* _Set task_: Revise the material from the line containing "red jersey with" through the end, inclusive, replacing "red rose" with "pink rose" and leaving all else unchanged. Omit the pictures from your answer.

Records contained in a dataset

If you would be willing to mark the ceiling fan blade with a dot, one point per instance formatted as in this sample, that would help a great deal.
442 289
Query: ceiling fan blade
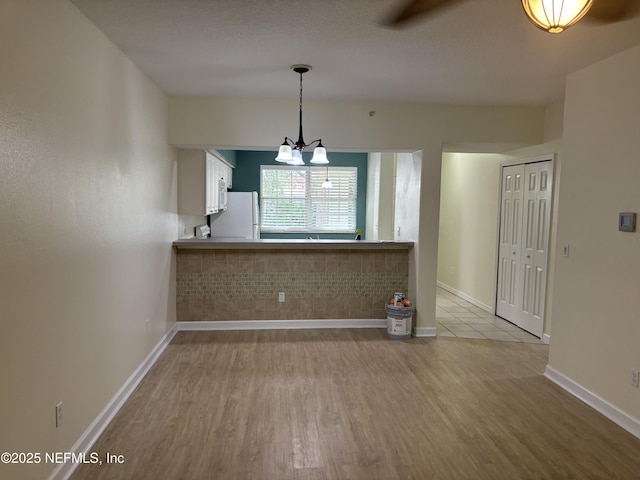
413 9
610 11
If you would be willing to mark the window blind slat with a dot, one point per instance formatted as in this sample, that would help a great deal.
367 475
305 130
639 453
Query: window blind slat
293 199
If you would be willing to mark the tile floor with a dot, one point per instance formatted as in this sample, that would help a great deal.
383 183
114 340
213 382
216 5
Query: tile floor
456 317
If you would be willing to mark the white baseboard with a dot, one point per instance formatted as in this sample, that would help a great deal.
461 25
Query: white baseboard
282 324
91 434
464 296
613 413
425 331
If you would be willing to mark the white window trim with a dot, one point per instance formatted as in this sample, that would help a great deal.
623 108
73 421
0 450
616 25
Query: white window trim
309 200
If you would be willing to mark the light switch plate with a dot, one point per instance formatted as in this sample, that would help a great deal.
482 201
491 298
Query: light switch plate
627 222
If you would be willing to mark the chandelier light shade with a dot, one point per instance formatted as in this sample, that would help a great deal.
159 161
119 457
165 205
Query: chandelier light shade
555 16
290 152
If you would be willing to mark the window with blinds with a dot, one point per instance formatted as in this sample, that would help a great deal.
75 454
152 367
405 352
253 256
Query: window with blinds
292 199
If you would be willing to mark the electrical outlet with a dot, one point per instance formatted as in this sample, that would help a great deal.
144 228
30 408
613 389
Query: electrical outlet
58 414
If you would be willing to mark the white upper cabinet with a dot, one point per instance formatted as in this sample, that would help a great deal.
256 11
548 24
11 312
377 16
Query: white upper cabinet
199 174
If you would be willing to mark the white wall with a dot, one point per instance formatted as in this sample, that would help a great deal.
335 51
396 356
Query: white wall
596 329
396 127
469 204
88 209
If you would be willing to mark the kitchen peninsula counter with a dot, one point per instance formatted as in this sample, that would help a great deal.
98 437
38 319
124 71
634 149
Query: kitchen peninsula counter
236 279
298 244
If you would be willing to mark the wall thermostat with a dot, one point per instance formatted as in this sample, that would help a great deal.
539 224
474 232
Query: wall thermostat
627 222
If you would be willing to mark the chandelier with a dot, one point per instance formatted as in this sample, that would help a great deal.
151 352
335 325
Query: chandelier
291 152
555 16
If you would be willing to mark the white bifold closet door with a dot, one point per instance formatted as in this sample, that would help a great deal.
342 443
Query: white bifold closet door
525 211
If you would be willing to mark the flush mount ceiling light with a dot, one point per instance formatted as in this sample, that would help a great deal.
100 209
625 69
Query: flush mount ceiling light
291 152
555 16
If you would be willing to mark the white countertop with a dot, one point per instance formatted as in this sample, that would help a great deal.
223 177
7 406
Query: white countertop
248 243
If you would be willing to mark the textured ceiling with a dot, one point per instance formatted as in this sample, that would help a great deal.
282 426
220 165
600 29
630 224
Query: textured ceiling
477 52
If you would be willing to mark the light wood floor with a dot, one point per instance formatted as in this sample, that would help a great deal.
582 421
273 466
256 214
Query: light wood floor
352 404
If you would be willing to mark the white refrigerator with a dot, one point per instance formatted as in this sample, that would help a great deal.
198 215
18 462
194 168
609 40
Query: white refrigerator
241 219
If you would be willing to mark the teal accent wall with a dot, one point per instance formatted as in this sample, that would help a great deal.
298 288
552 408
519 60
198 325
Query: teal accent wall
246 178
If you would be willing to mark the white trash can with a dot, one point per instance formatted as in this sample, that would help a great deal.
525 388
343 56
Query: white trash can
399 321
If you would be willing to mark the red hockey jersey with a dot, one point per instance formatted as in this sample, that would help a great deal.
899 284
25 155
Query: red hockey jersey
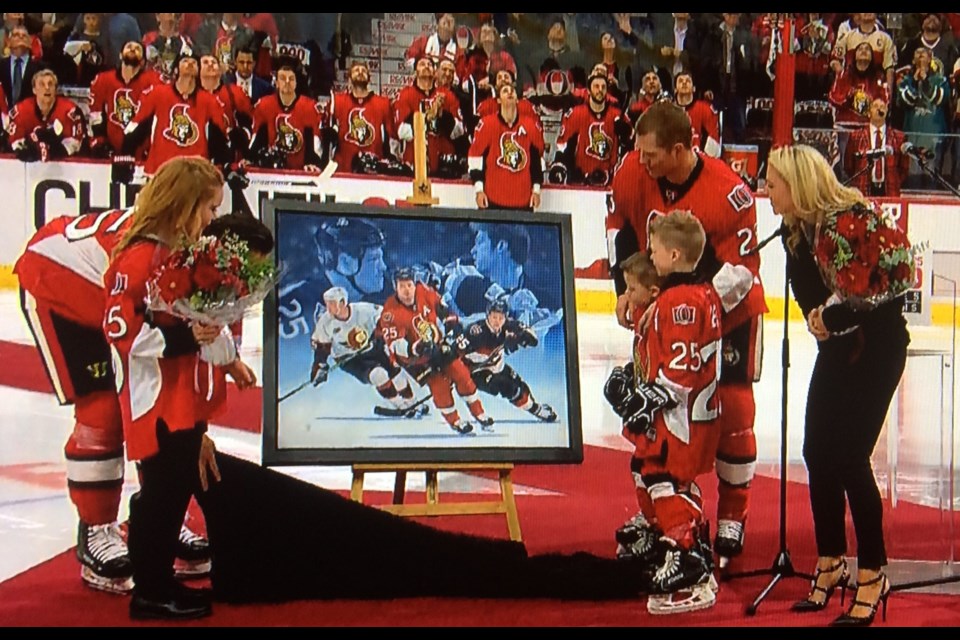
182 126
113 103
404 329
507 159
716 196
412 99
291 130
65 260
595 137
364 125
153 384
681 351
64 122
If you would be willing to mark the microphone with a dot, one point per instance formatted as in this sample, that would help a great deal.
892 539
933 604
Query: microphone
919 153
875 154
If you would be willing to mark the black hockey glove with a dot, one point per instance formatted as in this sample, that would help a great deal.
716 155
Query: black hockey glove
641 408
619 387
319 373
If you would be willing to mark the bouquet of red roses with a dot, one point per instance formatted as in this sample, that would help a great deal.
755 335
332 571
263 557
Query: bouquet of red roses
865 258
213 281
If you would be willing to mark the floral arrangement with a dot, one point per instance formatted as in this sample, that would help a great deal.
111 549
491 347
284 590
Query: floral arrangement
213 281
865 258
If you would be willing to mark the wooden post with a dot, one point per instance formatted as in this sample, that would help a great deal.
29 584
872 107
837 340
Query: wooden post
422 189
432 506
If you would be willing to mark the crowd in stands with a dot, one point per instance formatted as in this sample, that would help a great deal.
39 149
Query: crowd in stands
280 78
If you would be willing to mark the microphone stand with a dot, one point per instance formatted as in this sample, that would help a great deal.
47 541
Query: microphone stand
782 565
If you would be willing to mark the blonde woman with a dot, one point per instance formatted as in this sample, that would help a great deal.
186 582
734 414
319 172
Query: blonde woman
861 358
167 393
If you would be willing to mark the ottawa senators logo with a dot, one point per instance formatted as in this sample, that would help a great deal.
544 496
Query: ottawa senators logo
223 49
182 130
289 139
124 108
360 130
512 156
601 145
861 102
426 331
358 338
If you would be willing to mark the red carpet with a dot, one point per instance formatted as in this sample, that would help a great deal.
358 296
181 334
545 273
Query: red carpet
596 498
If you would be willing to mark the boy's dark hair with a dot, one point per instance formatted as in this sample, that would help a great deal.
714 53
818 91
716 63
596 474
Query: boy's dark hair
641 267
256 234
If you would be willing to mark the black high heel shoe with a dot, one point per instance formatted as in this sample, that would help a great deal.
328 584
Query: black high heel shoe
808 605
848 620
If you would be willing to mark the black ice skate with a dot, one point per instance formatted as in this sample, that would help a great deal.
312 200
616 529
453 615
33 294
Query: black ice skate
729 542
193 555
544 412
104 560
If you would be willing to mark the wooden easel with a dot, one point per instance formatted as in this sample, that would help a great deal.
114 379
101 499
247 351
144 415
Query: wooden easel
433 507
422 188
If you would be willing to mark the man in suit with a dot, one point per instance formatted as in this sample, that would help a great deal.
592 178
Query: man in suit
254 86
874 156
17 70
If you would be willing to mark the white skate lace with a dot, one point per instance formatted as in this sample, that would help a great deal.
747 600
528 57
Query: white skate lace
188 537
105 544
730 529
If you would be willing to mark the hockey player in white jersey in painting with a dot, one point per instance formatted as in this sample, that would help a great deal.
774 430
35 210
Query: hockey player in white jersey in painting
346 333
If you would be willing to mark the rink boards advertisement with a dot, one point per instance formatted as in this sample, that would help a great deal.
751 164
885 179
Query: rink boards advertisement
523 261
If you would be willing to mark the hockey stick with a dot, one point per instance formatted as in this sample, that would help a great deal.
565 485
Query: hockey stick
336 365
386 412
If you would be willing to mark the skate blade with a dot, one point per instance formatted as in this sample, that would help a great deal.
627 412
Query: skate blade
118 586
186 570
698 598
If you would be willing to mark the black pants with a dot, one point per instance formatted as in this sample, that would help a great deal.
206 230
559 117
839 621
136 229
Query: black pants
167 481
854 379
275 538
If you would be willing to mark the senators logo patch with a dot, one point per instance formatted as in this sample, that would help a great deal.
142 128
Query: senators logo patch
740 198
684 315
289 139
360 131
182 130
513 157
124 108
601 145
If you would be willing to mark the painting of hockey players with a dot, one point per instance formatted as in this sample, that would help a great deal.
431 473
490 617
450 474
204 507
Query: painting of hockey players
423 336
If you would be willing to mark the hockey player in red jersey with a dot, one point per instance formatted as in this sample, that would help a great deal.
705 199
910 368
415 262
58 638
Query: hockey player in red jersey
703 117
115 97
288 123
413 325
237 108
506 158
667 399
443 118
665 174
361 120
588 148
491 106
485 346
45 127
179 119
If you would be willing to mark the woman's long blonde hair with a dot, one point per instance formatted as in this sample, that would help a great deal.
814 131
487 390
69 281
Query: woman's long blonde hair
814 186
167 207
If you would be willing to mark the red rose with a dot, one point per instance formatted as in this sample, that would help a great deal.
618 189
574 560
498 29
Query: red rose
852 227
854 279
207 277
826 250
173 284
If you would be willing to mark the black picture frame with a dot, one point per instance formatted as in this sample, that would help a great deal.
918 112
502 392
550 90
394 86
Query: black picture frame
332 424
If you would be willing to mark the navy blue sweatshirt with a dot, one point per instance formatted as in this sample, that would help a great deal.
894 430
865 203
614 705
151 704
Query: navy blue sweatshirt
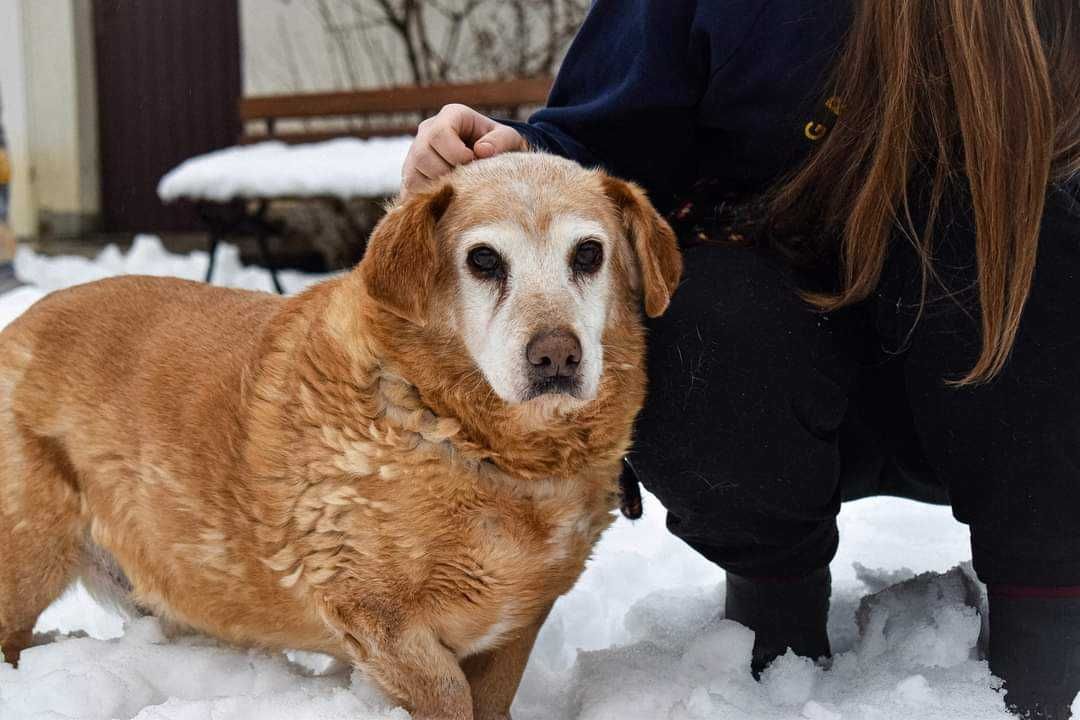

* _Answer to this task_:
If you would be willing to mark the hockey player in red jersey with a dot, one point per instance formatted as in this sample, that would help a great deal.
705 199
910 368
415 262
58 638
Query: hockey player in red jersey
703 117
115 97
288 123
413 325
237 108
506 158
667 399
443 118
665 174
361 120
588 148
491 106
485 346
45 127
179 119
If you would be willing to mark the woman's long blonde hair with a dot, one point per instance formatted as in this sample, that would help a great deal.
814 131
487 390
69 281
Query: woman's long blonde hair
814 186
167 207
If you would be willing to mark the pink rose with a dot, one point per instance formatted as in this sample, that would help a great deal.
618 189
574 560
498 29
Query: pink rose
852 227
854 279
207 277
826 250
173 284
If you would be willing to mark the black picture frame with a dot, one point per instance formatted as in this sample, that would help a great deal.
918 112
502 392
550 90
394 86
Query: black picture frame
332 424
If you would be willing to mark the navy blue sweatshirt with a dot, one point per instance formatted as in this sample, that would help a great deal.
894 430
865 203
614 705
151 704
Query: navy blue sweatshirt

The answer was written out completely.